- WHAT YOU NEED TO DO:
• 1. List the parties named in the tripartite trading mechanism that the passage on Hong Kong trade cooperation proposes.
• 2. Please update the passage on Hong Kong trade cooperation from "Seven months ago, the" up to and including "their to-do list.", changing "Seven months" to "Eight months".

- PASSAGE TO READ:
------------------------------------------------------------

Seven months ago, the Consultative Committee on Guangdong-Hong Kong Cooperation （Guangzhou Nansha）（廣州南沙粵港合作諮詢委員會）was formed by the Guangzhou Government to solicit Hong Kong’s input in a B2G mode. One of the 9 working groups of the Committee is on trade. RCEP will be on their to-do list.
The Committee have set up a service centre in Nansha which provides free service to member bodies which include the major Hong Kong business chambers and professional bodies.
What about other parts of the Country
Last year, Hong Kong was the Mainland's 4th largest trading partner. Significantly, the value of goods re-exported through Hong Kong from and to the Mainland accounted for 89.6 percent of Hong Kong's total re-export trade. Hong Kong was also the Mainland’s second largest export market, taking up 10.5 percent of its total exports. Beyond the GBA, Hainan with its unrivalled free trade policies offers lucrative opportunities. We should examine the prospects of facilitating a tripartite trading mechanism involving Hong Kong, the GBA and Hainan.

------------------------------------------------------------

- DATASET EXCERPTS:
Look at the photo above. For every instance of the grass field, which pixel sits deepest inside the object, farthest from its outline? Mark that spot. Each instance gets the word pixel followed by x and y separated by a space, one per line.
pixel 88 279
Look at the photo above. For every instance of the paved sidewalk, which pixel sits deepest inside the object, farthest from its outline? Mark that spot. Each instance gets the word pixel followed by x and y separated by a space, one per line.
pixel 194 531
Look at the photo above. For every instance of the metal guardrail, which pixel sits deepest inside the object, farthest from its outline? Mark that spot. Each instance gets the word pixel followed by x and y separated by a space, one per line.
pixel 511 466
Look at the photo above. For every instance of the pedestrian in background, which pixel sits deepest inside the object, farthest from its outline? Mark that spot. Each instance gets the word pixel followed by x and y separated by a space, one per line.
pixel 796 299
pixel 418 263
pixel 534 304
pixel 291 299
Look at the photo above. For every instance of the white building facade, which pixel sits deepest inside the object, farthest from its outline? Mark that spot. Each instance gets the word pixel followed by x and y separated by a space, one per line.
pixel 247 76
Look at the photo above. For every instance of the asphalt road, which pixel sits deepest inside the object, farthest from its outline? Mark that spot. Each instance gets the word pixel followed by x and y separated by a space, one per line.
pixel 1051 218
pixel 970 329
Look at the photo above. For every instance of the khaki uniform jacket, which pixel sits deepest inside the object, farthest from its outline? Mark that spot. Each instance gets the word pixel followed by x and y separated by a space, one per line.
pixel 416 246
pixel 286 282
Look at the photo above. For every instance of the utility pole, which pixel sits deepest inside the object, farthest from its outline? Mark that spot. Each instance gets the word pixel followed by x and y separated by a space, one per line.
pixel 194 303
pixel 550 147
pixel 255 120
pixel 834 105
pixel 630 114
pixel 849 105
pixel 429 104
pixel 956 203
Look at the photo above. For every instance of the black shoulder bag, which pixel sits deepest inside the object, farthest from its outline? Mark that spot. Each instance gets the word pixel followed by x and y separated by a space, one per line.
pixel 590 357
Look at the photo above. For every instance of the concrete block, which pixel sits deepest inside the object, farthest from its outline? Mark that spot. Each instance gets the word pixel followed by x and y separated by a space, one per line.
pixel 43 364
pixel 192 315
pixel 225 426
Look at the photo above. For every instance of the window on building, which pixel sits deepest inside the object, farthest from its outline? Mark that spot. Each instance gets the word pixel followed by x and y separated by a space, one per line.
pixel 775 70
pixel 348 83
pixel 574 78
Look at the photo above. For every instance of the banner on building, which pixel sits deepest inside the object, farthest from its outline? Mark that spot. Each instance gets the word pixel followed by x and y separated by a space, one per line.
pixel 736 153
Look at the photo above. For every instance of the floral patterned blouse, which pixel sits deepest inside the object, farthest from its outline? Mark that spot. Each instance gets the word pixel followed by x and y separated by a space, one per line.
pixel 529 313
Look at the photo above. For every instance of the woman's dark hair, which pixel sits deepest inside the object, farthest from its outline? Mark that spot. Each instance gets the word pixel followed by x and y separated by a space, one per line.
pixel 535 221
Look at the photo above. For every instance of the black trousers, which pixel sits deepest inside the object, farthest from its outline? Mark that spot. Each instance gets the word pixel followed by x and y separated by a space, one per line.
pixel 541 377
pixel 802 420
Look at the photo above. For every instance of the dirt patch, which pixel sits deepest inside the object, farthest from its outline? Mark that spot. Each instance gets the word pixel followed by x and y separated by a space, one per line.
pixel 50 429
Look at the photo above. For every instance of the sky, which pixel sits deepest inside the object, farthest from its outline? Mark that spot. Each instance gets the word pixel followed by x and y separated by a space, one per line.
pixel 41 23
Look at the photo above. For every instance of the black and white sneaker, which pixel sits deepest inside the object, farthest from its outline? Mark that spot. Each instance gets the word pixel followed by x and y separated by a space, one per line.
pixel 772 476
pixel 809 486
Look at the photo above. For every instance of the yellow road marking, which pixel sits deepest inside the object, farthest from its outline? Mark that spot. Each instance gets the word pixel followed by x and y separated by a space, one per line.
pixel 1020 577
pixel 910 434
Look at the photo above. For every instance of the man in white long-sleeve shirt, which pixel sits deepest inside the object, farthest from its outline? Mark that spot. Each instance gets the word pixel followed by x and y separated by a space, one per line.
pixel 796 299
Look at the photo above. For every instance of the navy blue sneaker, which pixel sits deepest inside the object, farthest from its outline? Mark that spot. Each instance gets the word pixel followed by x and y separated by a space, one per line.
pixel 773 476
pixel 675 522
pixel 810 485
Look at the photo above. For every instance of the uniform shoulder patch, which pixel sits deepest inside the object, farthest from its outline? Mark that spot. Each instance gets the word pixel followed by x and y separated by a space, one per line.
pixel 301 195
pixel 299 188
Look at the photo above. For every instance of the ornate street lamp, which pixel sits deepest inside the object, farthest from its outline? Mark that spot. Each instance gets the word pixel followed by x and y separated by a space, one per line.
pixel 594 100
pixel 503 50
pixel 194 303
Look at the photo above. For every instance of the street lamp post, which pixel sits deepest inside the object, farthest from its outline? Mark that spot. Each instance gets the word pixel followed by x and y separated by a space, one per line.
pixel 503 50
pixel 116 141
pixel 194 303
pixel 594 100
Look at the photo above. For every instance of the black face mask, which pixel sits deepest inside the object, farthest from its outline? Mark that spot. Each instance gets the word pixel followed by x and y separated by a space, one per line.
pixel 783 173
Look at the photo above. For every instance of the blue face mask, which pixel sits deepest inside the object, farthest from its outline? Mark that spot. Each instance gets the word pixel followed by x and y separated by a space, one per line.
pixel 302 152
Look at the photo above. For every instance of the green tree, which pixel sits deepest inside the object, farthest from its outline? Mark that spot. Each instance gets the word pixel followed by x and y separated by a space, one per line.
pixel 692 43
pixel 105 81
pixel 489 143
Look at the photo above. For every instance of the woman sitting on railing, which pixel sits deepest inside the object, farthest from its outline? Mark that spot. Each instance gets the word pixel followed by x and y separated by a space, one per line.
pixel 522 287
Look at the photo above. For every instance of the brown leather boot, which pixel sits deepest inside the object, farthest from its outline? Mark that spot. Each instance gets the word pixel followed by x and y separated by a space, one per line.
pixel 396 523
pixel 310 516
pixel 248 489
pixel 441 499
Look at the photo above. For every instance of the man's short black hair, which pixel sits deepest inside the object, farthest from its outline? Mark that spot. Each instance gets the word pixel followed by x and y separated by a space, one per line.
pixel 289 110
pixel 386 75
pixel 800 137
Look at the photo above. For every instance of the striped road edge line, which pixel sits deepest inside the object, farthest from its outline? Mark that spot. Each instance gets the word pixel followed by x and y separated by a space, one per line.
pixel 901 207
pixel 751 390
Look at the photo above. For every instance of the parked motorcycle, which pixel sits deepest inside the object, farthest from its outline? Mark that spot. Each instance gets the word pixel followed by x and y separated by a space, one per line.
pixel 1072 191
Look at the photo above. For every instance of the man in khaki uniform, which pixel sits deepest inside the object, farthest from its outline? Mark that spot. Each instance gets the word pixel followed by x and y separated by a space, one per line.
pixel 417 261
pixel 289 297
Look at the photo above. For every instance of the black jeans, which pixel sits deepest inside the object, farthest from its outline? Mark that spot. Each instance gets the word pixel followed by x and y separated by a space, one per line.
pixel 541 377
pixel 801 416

------------------------------------------------------------

- EXERCISE SOLUTIONS:
• 1. Hong Kong, the GBA, Hainan

• 2.
Eight months ago, the Consultative Committee on Guangdong-Hong Kong Cooperation （Guangzhou Nansha）（廣州南沙粵港合作諮詢委員會）was formed by the Guangzhou Government to solicit Hong Kong’s input in a B2G mode. One of the 9 working groups of the Committee is on trade. RCEP will be on their to-do list.